■ Text for analysis
====================

Dubai: Gulf economies will borrow a record amount this year to help cover budget deficits expected to add up to about $490 billion over the next three years, according to S&P Global Ratings.
For the five oil-reliant members of the GCC, the dual shock of the coronavirus pandemic and lower crude prices means sovereign balance-sheets may "continue to deteriorate up until 2023", analysts said in a report Monday. Debt will probably be used to finance about 60 per cent of the central government fiscal shortfalls in 2020-2023, with asset drawdowns used to cover the rest.
S&P predicts GCC nations - Saudi Arabia, the UAE, Kuwait, Qatar, Bahrain and Oman - will borrow about $100 billion and use up another $80 billion in government assets to cover this year's financing requirement. Annual debt issuance will reach $70 billion by 2023 under the assumption that Saudi Arabia narrows its fiscal shortfall over the period.

====================

■ Source material
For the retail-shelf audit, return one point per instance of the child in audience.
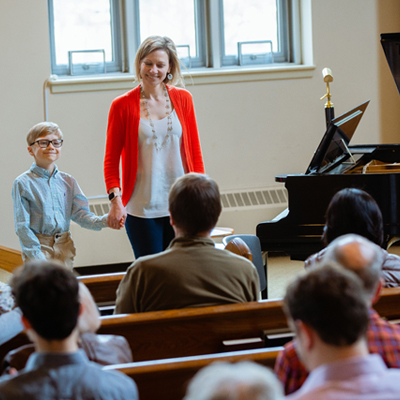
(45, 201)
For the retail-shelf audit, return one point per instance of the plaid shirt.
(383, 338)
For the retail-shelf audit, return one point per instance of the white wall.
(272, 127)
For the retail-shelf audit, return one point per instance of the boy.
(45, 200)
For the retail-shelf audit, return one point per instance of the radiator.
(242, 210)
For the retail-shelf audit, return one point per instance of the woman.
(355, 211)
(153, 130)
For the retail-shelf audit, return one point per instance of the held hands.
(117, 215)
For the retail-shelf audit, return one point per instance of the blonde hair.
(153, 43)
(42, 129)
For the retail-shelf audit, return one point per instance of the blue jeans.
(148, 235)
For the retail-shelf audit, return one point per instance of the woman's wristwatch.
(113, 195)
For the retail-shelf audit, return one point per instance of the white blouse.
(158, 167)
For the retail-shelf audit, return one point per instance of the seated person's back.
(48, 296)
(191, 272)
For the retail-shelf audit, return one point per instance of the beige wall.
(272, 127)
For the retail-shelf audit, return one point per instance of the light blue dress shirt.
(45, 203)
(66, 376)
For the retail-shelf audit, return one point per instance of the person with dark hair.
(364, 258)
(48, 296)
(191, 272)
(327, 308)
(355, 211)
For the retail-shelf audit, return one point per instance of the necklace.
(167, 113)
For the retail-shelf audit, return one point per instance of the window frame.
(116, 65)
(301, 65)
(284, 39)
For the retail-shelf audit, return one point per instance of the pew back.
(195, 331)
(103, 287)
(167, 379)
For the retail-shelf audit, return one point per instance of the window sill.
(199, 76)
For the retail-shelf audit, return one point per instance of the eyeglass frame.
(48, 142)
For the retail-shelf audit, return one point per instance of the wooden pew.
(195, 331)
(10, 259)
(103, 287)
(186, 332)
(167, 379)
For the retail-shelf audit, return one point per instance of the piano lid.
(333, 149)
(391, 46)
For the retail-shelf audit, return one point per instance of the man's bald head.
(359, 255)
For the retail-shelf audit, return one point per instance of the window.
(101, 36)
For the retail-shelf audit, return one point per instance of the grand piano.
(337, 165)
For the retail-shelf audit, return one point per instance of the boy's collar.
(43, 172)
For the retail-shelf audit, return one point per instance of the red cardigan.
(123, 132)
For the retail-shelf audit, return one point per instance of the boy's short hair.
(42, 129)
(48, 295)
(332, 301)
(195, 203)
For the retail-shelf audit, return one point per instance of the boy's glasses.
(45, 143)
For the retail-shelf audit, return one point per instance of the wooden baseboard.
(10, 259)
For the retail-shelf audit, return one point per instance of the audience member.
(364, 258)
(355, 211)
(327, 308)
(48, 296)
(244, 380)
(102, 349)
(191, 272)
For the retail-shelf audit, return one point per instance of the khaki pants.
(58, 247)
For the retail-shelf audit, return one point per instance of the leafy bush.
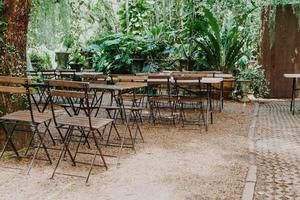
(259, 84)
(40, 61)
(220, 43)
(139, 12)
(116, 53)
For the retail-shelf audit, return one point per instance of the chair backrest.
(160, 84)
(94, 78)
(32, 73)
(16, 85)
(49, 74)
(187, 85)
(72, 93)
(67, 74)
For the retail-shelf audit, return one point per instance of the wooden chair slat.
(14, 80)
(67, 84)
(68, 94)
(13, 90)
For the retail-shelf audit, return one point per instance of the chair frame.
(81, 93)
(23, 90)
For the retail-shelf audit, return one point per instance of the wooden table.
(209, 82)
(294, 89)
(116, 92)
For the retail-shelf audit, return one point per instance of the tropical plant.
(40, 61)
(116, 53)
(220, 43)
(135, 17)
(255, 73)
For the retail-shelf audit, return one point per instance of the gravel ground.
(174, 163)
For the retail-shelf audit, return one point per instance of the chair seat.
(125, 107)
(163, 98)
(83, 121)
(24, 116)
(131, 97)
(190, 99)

====================

■ Requirement 1
Return, unchanged, the part of the article on Gulf borrowing that opens with the words "For the five" and closes with "cover the rest.".
■ Requirement 2
Can you summarize the article on Gulf borrowing in two sentences?
■ Requirement 3
Answer these questions from the article on Gulf borrowing:
(a) Which firm produced the forecasts?
(b) About what share of central government fiscal shortfalls in 2020-2023 will probably be financed by debt?
(c) What level will annual debt issuance reach by 2023?

■ Written solution 1
For the five oil-reliant members of the GCC, the dual shock of the coronavirus pandemic and lower crude prices means sovereign balance-sheets may "continue to deteriorate up until 2023", analysts said in a report Monday. Debt will probably be used to finance about 60 per cent of the central government fiscal shortfalls in 2020-2023, with asset drawdowns used to cover the rest.

■ Written solution 2
S&P Global Ratings expects Gulf economies to borrow a record amount this year to help cover budget deficits of about $490 billion over the next three years, as the pandemic and lower crude prices may weaken sovereign balance sheets until 2023. Debt will probably finance about 60 percent of central government shortfalls in 2020-2023 and asset drawdowns the rest, with about $100 billion borrowed and another $80 billion in government assets used this year.

■ Written solution 3
(a) S&P Global Ratings.
(b) About 60 percent.
(c) $70 billion.